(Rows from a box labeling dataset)
######

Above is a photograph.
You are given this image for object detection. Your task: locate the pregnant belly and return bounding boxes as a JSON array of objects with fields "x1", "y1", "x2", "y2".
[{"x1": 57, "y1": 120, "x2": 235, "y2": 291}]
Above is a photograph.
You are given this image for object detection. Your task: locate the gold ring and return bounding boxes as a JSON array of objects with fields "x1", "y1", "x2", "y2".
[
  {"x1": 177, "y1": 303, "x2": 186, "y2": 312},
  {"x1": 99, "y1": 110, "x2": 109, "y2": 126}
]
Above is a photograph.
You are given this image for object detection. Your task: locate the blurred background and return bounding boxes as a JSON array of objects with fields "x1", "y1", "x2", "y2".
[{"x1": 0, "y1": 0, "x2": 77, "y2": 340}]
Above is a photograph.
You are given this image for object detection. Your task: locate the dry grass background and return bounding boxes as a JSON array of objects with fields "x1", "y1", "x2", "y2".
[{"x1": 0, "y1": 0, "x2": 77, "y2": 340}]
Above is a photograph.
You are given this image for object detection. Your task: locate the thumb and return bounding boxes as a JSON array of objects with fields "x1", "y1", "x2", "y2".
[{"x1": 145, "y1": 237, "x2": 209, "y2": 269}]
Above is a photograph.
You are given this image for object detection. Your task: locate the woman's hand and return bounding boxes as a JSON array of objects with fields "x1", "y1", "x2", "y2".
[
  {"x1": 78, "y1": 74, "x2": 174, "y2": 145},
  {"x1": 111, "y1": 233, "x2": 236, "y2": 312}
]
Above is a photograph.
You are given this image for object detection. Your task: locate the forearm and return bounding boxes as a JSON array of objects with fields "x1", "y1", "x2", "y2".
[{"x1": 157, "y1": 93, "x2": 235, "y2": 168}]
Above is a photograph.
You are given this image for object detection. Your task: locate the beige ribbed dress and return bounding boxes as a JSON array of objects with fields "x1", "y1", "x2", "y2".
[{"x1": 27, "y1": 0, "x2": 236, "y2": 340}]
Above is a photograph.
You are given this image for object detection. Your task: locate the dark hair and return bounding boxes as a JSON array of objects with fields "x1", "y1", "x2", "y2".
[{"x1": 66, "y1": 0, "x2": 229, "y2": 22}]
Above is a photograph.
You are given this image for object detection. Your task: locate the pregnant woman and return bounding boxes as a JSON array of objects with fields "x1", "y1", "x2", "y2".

######

Write out the listing once more, matching it exactly.

Above is a photograph.
You are given this image for object detection. Your task: locate the pregnant belly and return bounding boxes as a JSON array of objects with fields "x1", "y1", "x2", "y2".
[{"x1": 57, "y1": 120, "x2": 235, "y2": 291}]
Above is a photograph.
You are given this image for object detection. Your task: locate the gold ring and return bounding boxes as a JSON array of objects with fields "x1", "y1", "x2", "y2".
[
  {"x1": 177, "y1": 303, "x2": 186, "y2": 312},
  {"x1": 99, "y1": 110, "x2": 109, "y2": 126}
]
Above is a photograph.
You are given this image for object detection. Your task: locate the blurred background and return bounding boxes as a JSON array of objects with fields "x1", "y1", "x2", "y2".
[{"x1": 0, "y1": 0, "x2": 77, "y2": 340}]
Above is a photograph.
You are given this image for object detection. Your task: locate the dry grass background and return bounding boxes as a JSON array of objects with fields "x1", "y1", "x2", "y2".
[{"x1": 0, "y1": 0, "x2": 77, "y2": 340}]
Above is a photograph.
You are given this image for object detection. Your task: locate the thumb and return bounding boxes as a JSON array of objects with fields "x1", "y1", "x2", "y2".
[{"x1": 145, "y1": 237, "x2": 209, "y2": 269}]
Above is a photograph.
You are given this image for object detection. Your task: locate the woman's hand and return bounding boxes as a JSON array of objects with fields "x1", "y1", "x2", "y2".
[
  {"x1": 78, "y1": 74, "x2": 174, "y2": 145},
  {"x1": 111, "y1": 233, "x2": 236, "y2": 312}
]
Above is a photograph.
You are given this image for object detection. Your task: locate the forearm and return bounding boxes as a JSON array of objects with fields "x1", "y1", "x2", "y2".
[{"x1": 157, "y1": 93, "x2": 235, "y2": 168}]
Above is a photograph.
You are given this image for object detection. Your task: locate the beige ribbed dress and return bounding boxes as a JSON array of objects with fields "x1", "y1", "x2", "y2".
[{"x1": 27, "y1": 0, "x2": 236, "y2": 340}]
Above is a photograph.
You are given this image for object detection. Your task: locate the dark hair and return bounding boxes as a JSON array of objects with fields "x1", "y1", "x2", "y2".
[{"x1": 66, "y1": 0, "x2": 229, "y2": 22}]
Above is a photograph.
You are given this image for object detection. Your task: locate the pregnant woman and return bounding boxes as a JSON array of objects with fields "x1", "y1", "x2", "y2".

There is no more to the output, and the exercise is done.